START Data
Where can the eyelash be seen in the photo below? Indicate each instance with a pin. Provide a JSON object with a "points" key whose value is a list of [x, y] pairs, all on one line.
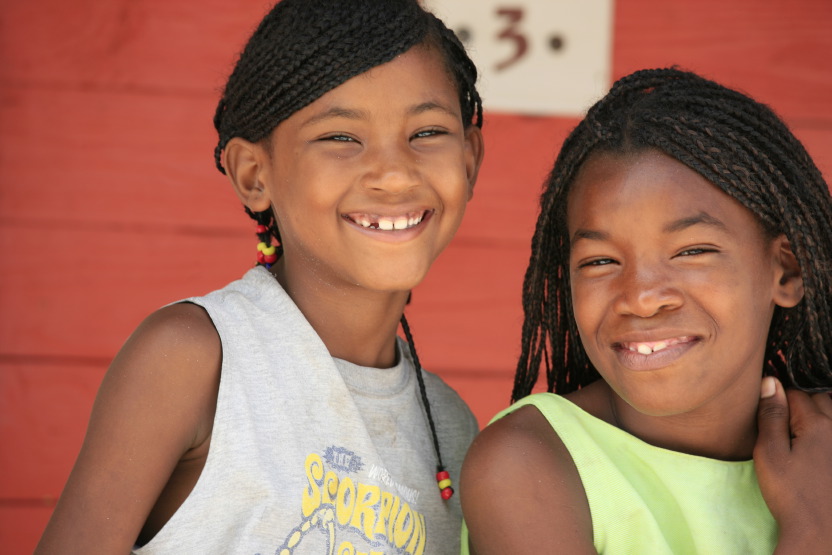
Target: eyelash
{"points": [[419, 135], [429, 133], [696, 251], [597, 262], [687, 252], [338, 138]]}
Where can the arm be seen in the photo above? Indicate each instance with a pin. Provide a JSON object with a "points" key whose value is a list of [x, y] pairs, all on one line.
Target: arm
{"points": [[155, 406], [520, 490], [795, 474]]}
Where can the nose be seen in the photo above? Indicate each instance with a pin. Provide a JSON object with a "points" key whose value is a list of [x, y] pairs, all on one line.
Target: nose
{"points": [[392, 169], [647, 291]]}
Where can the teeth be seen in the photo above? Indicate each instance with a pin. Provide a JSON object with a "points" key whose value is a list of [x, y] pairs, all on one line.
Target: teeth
{"points": [[388, 223], [401, 223], [645, 349]]}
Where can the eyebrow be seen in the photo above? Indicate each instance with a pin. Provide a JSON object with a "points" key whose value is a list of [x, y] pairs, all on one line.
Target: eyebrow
{"points": [[338, 112], [703, 218]]}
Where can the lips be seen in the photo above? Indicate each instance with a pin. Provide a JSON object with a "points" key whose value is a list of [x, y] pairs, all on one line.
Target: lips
{"points": [[652, 355], [650, 347], [398, 222]]}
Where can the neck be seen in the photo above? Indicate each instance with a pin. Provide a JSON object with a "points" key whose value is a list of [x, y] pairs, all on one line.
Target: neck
{"points": [[725, 431], [354, 323]]}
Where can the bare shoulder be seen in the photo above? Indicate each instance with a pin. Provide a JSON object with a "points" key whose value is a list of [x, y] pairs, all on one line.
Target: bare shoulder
{"points": [[520, 490], [155, 405]]}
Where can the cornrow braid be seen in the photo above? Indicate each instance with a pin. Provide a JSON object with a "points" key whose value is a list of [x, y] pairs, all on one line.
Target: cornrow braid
{"points": [[440, 466], [740, 146], [305, 48]]}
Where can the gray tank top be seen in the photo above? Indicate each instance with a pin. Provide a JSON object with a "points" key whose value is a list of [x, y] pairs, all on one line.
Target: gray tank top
{"points": [[311, 454]]}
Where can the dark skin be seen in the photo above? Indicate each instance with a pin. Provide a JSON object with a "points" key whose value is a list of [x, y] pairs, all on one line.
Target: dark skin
{"points": [[554, 509]]}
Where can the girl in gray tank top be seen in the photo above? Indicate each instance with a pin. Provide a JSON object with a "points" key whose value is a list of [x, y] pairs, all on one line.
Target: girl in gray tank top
{"points": [[281, 413]]}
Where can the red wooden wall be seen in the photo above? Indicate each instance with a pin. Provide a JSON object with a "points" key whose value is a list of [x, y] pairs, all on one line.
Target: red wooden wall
{"points": [[110, 205]]}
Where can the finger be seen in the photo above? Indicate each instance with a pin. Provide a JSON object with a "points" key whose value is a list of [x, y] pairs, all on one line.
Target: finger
{"points": [[773, 439]]}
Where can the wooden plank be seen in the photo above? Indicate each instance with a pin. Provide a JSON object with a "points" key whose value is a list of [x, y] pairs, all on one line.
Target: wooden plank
{"points": [[44, 409], [82, 156], [485, 394], [777, 52], [21, 526], [103, 283], [159, 47], [84, 297]]}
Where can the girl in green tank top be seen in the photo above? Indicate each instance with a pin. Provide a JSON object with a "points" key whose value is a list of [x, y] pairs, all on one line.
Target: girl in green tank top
{"points": [[680, 264]]}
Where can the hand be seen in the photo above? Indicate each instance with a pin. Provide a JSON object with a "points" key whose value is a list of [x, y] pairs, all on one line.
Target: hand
{"points": [[793, 460]]}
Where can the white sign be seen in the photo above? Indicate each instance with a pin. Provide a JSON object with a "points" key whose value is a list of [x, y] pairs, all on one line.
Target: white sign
{"points": [[547, 57]]}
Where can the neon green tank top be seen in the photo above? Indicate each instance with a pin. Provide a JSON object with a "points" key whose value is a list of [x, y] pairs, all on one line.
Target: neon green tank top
{"points": [[648, 500]]}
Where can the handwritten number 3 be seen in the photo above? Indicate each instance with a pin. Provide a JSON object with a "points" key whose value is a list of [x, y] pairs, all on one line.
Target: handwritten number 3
{"points": [[514, 16]]}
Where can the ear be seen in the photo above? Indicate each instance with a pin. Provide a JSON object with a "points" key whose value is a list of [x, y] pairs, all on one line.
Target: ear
{"points": [[788, 286], [247, 167], [474, 152]]}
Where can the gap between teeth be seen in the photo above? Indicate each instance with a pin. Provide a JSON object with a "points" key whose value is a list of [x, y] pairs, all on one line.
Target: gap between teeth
{"points": [[389, 224], [646, 350]]}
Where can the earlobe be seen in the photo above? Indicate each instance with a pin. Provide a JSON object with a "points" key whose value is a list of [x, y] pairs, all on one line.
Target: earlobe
{"points": [[788, 290], [246, 165], [474, 152]]}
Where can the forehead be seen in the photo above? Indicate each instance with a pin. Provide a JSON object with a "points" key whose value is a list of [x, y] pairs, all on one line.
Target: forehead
{"points": [[620, 188]]}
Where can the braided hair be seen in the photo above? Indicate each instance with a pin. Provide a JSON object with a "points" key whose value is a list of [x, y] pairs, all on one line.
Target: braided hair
{"points": [[304, 48], [741, 147]]}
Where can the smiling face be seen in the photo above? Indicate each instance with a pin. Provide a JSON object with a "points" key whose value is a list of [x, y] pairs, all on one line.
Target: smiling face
{"points": [[673, 283], [369, 183]]}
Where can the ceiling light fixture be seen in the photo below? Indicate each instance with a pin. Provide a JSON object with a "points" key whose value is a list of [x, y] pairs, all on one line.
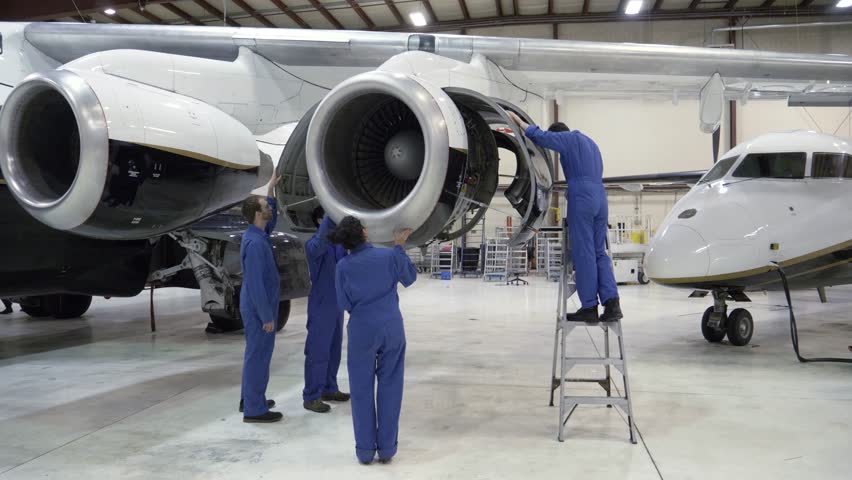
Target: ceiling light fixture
{"points": [[633, 7], [418, 19]]}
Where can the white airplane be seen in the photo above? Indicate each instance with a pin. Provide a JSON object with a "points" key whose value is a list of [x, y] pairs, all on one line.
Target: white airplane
{"points": [[778, 201], [121, 146]]}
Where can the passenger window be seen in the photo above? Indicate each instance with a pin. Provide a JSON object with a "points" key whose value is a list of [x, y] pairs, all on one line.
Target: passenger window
{"points": [[831, 165], [772, 165], [719, 170]]}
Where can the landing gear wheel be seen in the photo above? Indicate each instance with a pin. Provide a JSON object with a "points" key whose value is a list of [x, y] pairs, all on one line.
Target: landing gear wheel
{"points": [[711, 334], [740, 327], [67, 306]]}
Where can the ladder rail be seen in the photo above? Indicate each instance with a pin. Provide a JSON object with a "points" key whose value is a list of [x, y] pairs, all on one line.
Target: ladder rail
{"points": [[568, 403]]}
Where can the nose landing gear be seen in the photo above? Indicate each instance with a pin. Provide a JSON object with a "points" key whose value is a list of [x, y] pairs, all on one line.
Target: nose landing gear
{"points": [[716, 323]]}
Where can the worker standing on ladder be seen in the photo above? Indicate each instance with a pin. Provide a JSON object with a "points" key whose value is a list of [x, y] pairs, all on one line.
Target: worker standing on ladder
{"points": [[587, 217]]}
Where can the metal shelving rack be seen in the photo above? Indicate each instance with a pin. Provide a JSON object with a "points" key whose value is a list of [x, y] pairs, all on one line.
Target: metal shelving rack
{"points": [[496, 259], [553, 259], [542, 239], [443, 259]]}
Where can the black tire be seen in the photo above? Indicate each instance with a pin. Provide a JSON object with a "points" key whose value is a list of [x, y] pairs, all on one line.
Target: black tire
{"points": [[67, 306], [740, 327], [230, 324], [35, 307], [712, 335]]}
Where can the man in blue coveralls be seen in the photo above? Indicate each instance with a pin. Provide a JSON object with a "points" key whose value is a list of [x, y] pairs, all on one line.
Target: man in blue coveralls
{"points": [[259, 304], [587, 217], [325, 320]]}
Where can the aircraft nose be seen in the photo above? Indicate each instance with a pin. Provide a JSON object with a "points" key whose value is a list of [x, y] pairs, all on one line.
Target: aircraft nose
{"points": [[678, 252]]}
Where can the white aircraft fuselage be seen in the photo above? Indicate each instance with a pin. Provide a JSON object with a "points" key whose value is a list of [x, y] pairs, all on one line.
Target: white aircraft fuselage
{"points": [[781, 199]]}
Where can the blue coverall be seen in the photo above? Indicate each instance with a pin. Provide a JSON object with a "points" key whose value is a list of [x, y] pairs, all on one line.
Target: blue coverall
{"points": [[258, 305], [325, 318], [587, 211], [366, 288]]}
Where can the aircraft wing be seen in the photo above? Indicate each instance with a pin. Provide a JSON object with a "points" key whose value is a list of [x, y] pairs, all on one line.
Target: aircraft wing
{"points": [[552, 67], [649, 182]]}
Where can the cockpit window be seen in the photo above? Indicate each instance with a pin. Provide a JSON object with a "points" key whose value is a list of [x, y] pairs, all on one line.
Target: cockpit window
{"points": [[772, 165], [718, 171], [831, 165]]}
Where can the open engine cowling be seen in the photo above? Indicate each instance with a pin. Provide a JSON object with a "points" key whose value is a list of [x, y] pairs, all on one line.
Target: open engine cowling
{"points": [[396, 151], [106, 157]]}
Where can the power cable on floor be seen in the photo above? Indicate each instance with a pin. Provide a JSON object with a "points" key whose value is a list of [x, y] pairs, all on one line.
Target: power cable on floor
{"points": [[794, 329]]}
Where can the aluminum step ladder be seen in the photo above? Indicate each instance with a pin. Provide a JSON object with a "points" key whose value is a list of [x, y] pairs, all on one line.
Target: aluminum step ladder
{"points": [[568, 403]]}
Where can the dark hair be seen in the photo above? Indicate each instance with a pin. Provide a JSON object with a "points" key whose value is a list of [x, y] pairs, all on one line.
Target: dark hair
{"points": [[558, 127], [316, 215], [251, 206], [349, 233]]}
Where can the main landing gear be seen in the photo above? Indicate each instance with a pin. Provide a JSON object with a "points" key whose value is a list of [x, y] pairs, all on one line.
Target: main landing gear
{"points": [[716, 323]]}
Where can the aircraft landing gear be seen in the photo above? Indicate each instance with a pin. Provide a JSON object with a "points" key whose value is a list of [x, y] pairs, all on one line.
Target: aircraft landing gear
{"points": [[716, 323]]}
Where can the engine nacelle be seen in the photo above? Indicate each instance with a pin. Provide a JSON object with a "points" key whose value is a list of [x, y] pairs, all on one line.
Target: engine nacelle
{"points": [[396, 151], [107, 157]]}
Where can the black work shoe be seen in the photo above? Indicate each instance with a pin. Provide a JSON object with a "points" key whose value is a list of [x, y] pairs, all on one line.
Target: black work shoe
{"points": [[269, 404], [588, 315], [317, 406], [335, 397], [268, 417], [612, 310]]}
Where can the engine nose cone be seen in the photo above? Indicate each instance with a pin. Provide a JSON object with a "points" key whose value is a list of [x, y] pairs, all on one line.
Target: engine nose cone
{"points": [[404, 154], [678, 253]]}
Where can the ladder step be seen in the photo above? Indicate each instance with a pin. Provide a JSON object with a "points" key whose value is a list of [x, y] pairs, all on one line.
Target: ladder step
{"points": [[595, 361], [620, 401]]}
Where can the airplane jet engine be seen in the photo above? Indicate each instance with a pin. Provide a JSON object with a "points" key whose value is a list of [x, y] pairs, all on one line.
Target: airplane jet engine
{"points": [[106, 157], [396, 151]]}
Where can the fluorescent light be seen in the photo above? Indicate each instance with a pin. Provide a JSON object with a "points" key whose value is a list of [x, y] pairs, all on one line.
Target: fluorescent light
{"points": [[418, 19], [634, 5]]}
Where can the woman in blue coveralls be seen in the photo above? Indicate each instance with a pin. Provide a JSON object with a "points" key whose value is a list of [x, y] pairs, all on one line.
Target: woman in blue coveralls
{"points": [[325, 320], [366, 288], [588, 211]]}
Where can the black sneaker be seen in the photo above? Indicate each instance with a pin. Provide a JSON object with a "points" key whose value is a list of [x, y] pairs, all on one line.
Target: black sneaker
{"points": [[316, 406], [588, 315], [268, 417], [335, 397], [612, 310], [269, 404]]}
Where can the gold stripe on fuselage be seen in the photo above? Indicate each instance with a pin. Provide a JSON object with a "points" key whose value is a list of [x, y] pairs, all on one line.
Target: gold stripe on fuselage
{"points": [[199, 156], [761, 270]]}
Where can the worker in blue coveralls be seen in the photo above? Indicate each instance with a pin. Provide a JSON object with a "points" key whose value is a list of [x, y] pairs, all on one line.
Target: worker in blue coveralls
{"points": [[366, 288], [259, 305], [587, 217], [325, 320]]}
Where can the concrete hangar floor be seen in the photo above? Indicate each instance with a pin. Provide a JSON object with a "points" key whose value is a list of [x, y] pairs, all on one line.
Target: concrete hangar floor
{"points": [[101, 397]]}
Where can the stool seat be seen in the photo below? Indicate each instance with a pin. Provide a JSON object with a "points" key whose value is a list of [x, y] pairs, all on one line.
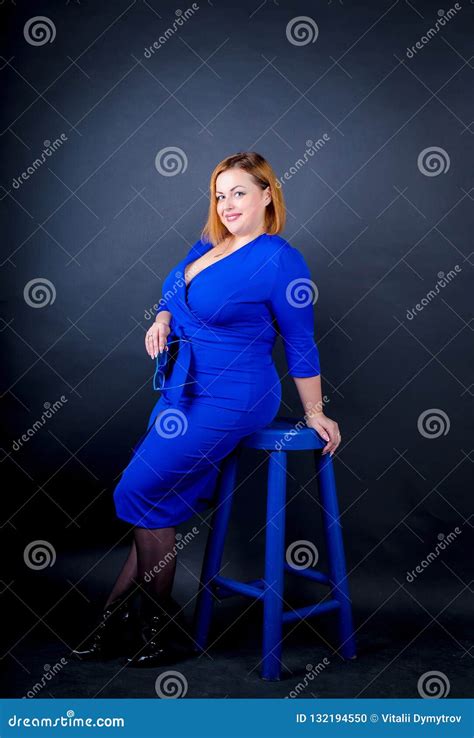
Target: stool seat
{"points": [[281, 437], [285, 434]]}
END Data
Only the lines from the one containing "Target: aircraft landing gear" through the one containing "Where can the engine nacelle" are to be retyped, both boundary lines included, with no other material.

Target: aircraft landing gear
{"points": [[716, 323]]}
Where can the engine nacelle be seen in the photo above? Indicate each instance with a pin. Provide a JSON object with a "points" key whose value is a list of [x, y] pairs, all on one line.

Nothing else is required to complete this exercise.